--- The data ---

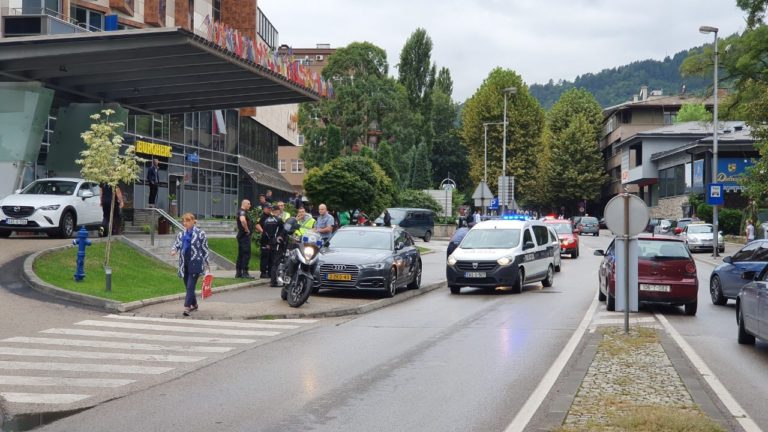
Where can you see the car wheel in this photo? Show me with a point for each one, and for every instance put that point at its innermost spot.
(67, 224)
(517, 288)
(716, 291)
(550, 278)
(391, 289)
(690, 308)
(416, 283)
(744, 337)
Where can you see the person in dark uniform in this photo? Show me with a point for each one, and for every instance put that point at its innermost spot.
(244, 233)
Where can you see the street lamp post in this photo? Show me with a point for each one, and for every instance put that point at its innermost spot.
(715, 228)
(507, 90)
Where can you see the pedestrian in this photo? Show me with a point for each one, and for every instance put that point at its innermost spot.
(244, 235)
(265, 261)
(325, 222)
(192, 247)
(750, 231)
(110, 200)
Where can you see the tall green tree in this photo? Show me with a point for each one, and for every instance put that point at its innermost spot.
(351, 182)
(577, 163)
(526, 122)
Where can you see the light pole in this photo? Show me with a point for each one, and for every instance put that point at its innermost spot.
(507, 90)
(715, 230)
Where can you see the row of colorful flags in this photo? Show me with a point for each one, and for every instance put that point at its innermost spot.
(259, 53)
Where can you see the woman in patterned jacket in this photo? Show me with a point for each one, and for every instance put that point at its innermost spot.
(192, 247)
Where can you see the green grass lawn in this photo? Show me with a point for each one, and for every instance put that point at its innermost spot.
(134, 275)
(227, 247)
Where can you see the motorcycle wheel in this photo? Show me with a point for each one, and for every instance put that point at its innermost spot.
(299, 292)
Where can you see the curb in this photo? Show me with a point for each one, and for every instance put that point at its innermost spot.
(41, 286)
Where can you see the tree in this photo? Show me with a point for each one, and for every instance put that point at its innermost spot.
(693, 112)
(577, 163)
(102, 162)
(350, 182)
(526, 122)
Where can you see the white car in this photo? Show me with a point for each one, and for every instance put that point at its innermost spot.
(55, 206)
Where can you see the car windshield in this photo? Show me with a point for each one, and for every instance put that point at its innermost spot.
(491, 239)
(660, 249)
(362, 239)
(50, 187)
(699, 229)
(563, 228)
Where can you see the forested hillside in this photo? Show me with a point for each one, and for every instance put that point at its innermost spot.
(617, 85)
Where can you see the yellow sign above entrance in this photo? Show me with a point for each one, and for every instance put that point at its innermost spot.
(153, 149)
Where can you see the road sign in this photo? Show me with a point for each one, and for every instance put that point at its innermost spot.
(715, 194)
(637, 214)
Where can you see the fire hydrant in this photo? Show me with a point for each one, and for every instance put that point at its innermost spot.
(81, 241)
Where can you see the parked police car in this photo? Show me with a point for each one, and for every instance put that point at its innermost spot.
(507, 252)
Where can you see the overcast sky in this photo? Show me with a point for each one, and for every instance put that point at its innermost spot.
(540, 39)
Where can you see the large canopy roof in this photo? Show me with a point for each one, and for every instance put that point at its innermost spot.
(160, 71)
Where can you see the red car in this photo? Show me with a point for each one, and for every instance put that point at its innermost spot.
(666, 273)
(569, 241)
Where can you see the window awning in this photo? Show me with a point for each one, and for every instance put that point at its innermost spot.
(156, 71)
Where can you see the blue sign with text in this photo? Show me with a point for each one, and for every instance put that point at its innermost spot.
(715, 194)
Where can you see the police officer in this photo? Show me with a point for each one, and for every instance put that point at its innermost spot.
(244, 233)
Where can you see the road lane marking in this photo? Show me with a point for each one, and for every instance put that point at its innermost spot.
(63, 382)
(545, 385)
(116, 345)
(84, 367)
(42, 398)
(98, 355)
(715, 384)
(209, 323)
(138, 326)
(146, 336)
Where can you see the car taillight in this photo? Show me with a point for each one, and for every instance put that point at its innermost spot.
(690, 268)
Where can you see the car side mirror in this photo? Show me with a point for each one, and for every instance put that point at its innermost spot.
(749, 275)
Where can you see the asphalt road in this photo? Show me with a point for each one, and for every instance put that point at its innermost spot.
(436, 362)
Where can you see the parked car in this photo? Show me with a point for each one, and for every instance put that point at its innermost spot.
(501, 253)
(55, 206)
(418, 222)
(726, 282)
(369, 258)
(751, 310)
(569, 241)
(666, 273)
(589, 225)
(699, 236)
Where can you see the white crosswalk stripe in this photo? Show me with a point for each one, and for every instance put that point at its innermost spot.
(57, 358)
(145, 336)
(84, 367)
(180, 329)
(117, 345)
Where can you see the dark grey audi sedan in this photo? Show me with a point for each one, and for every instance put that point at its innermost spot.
(369, 258)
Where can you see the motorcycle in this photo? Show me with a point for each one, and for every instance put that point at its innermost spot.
(296, 271)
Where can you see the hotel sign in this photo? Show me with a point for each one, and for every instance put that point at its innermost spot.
(153, 149)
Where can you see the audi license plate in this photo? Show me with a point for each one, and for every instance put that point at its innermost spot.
(658, 288)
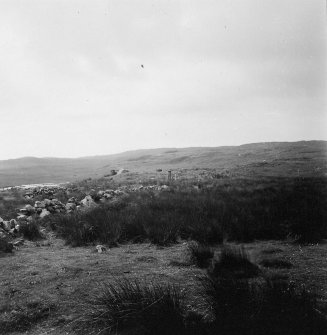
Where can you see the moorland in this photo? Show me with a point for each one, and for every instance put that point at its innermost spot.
(233, 243)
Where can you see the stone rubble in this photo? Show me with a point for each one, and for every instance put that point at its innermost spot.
(41, 209)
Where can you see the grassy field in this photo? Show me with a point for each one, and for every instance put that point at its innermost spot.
(46, 284)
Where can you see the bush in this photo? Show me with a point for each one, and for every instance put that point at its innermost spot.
(136, 307)
(82, 228)
(22, 318)
(30, 230)
(233, 262)
(200, 254)
(240, 307)
(276, 263)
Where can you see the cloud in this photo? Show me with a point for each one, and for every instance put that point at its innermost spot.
(214, 73)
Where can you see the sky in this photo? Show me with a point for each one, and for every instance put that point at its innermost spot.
(82, 78)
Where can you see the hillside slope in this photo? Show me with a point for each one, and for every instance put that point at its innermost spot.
(305, 158)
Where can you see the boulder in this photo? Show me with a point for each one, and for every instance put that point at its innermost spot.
(39, 204)
(21, 217)
(100, 248)
(5, 245)
(13, 223)
(30, 209)
(72, 200)
(44, 213)
(6, 225)
(88, 202)
(70, 206)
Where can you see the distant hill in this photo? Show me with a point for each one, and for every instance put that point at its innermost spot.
(305, 158)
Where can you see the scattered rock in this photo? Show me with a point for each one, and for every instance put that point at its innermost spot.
(100, 248)
(5, 245)
(88, 202)
(44, 213)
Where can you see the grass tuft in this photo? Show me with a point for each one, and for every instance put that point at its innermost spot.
(233, 262)
(200, 254)
(135, 307)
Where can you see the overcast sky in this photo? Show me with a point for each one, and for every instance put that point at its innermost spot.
(92, 77)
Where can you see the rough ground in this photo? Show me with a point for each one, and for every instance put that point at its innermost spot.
(54, 278)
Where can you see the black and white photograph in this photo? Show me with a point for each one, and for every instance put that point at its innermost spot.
(163, 167)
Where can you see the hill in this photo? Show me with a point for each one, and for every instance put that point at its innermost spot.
(305, 158)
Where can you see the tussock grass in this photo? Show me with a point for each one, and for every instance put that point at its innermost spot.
(200, 254)
(233, 263)
(276, 263)
(22, 318)
(235, 210)
(135, 307)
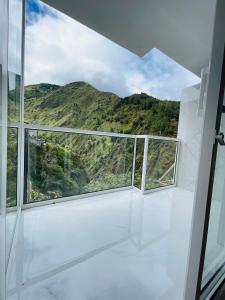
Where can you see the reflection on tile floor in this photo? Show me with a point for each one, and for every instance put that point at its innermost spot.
(116, 246)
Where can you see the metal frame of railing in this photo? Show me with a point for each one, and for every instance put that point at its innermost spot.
(146, 139)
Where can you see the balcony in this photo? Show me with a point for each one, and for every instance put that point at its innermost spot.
(123, 225)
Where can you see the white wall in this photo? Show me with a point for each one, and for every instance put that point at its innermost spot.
(189, 132)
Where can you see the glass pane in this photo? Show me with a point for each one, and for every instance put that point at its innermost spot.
(139, 162)
(160, 164)
(215, 250)
(66, 164)
(12, 161)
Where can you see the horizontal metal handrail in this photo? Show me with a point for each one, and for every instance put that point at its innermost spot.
(89, 132)
(72, 130)
(156, 137)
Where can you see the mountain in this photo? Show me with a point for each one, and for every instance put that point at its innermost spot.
(80, 105)
(66, 164)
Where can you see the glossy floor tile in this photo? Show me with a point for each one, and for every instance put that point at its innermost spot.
(116, 246)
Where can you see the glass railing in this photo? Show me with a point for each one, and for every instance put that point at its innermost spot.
(65, 162)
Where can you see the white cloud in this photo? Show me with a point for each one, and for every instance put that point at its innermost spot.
(60, 50)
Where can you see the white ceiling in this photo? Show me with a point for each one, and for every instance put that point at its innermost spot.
(182, 29)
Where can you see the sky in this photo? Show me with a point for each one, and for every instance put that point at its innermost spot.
(60, 50)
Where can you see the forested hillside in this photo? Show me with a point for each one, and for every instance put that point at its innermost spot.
(62, 164)
(79, 105)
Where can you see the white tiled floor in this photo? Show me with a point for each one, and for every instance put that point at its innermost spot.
(117, 246)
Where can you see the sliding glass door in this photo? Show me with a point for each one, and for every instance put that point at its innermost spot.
(214, 263)
(206, 267)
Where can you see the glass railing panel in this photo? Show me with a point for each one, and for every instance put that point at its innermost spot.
(12, 160)
(61, 164)
(161, 163)
(139, 162)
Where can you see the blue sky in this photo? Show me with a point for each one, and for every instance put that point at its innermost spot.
(61, 50)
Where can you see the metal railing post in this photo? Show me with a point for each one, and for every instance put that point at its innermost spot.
(144, 167)
(134, 162)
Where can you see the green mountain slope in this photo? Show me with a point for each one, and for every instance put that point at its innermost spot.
(80, 105)
(60, 165)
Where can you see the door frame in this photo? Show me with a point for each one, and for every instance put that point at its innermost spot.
(202, 203)
(3, 139)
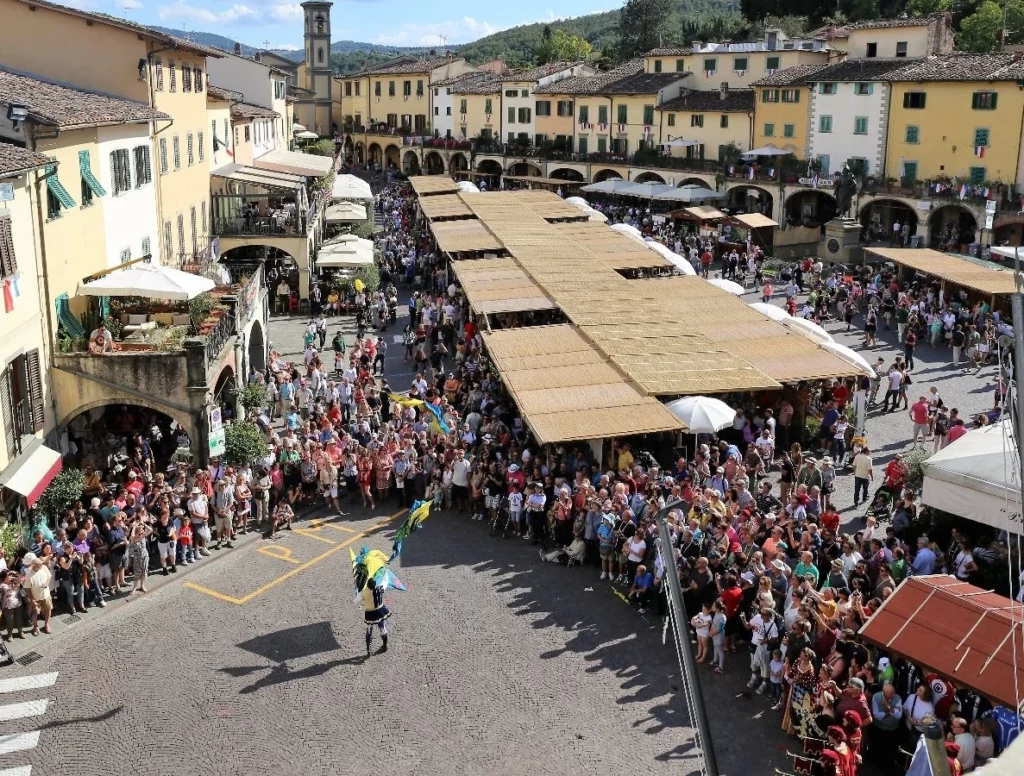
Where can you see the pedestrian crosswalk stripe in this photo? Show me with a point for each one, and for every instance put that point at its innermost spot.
(18, 741)
(20, 710)
(34, 682)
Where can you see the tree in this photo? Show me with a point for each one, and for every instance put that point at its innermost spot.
(640, 26)
(244, 443)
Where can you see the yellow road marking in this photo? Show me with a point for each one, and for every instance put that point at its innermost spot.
(281, 553)
(298, 569)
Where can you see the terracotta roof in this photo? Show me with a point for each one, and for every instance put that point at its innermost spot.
(543, 71)
(956, 630)
(104, 18)
(735, 100)
(66, 106)
(963, 67)
(14, 159)
(249, 111)
(796, 75)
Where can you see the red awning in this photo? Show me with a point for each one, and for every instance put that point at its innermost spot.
(31, 472)
(961, 632)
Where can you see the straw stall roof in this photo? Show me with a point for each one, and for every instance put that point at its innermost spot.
(444, 206)
(950, 268)
(464, 236)
(425, 185)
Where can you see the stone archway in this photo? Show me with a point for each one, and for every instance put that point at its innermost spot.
(951, 226)
(411, 163)
(810, 208)
(648, 177)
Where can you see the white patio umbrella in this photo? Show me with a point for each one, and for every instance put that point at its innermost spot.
(771, 311)
(849, 355)
(150, 281)
(702, 415)
(732, 287)
(808, 329)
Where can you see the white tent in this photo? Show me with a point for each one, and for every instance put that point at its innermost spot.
(150, 281)
(351, 187)
(975, 477)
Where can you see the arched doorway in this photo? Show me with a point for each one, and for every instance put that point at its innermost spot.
(434, 163)
(411, 163)
(751, 200)
(606, 175)
(952, 227)
(648, 177)
(567, 173)
(257, 347)
(525, 169)
(879, 216)
(810, 208)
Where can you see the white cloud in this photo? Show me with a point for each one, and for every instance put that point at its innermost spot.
(455, 32)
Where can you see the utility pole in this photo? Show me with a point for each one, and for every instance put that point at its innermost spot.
(690, 678)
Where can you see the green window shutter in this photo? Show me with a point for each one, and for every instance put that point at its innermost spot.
(56, 188)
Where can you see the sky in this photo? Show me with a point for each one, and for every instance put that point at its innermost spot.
(272, 24)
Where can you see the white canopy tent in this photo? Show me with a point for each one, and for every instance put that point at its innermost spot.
(975, 477)
(150, 281)
(350, 187)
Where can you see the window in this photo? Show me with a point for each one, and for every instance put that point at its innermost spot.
(121, 171)
(983, 100)
(90, 184)
(913, 99)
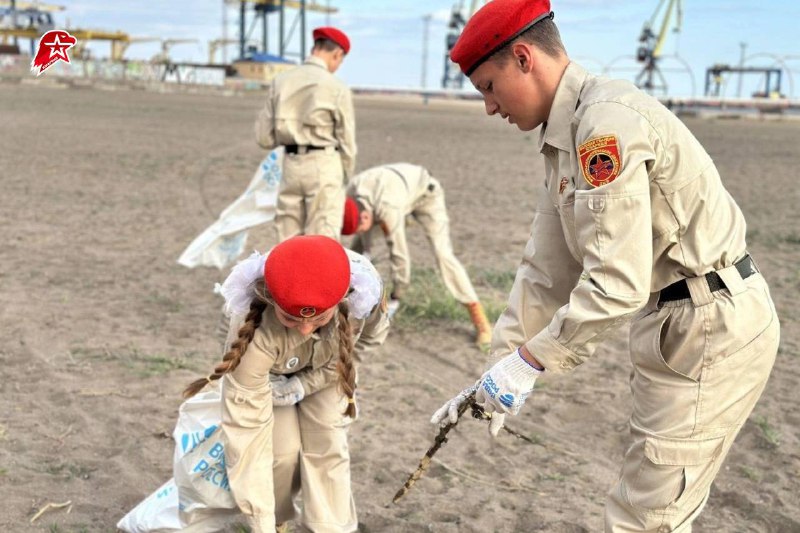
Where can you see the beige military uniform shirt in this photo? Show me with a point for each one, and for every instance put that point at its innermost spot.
(247, 396)
(309, 106)
(631, 203)
(391, 192)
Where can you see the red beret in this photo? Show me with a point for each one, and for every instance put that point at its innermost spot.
(307, 275)
(350, 222)
(495, 24)
(337, 36)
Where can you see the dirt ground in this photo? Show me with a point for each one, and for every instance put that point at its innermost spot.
(101, 329)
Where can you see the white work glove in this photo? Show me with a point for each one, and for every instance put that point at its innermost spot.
(286, 391)
(504, 388)
(448, 413)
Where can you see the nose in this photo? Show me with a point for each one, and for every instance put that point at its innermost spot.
(491, 106)
(305, 329)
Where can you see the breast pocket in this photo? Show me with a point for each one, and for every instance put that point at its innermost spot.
(614, 234)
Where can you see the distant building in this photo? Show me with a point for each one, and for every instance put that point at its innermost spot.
(261, 67)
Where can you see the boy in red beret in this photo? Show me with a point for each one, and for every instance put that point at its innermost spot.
(627, 231)
(310, 113)
(307, 311)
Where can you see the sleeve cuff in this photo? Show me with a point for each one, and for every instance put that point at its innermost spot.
(553, 355)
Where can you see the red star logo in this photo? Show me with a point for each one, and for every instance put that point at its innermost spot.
(601, 167)
(53, 47)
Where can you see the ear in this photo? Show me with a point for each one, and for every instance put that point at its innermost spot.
(523, 56)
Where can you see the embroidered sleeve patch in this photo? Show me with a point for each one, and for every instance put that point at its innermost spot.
(600, 160)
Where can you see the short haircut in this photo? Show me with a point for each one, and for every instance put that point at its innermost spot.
(326, 45)
(543, 35)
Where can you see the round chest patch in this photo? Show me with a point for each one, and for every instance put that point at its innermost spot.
(599, 160)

---

• [Task to complete] Repeat exactly the lines starting at the line with "Where can you see the sleeve" and ending with the final line of the entries. Include nothing else.

• [The answer]
Where can you see the sleeve cuff in this photo? Show me with a point for each one, and for every instance put that point at its innermost spot.
(553, 355)
Where can you see the red star logo in this photo? Show me with a point for each one, and for every instance put that point at its innermost spot.
(601, 167)
(53, 47)
Where can you see the ear in this photo? Show me with a point for each one, and for every instance put that point at its innermost spot.
(523, 56)
Where can you see the embroidered sleeve patch in this photo? Show me with a point for each one, and for every instance put that point at its innermost spot.
(600, 160)
Where can you see the short haircut in this photo? Show me with a point for each one, and for every instance put that point at its innermost spot.
(326, 45)
(543, 35)
Where can you see the round chest patch in this photo? Show me with a point for each one, and for every instance put that point at its innermost spot.
(599, 160)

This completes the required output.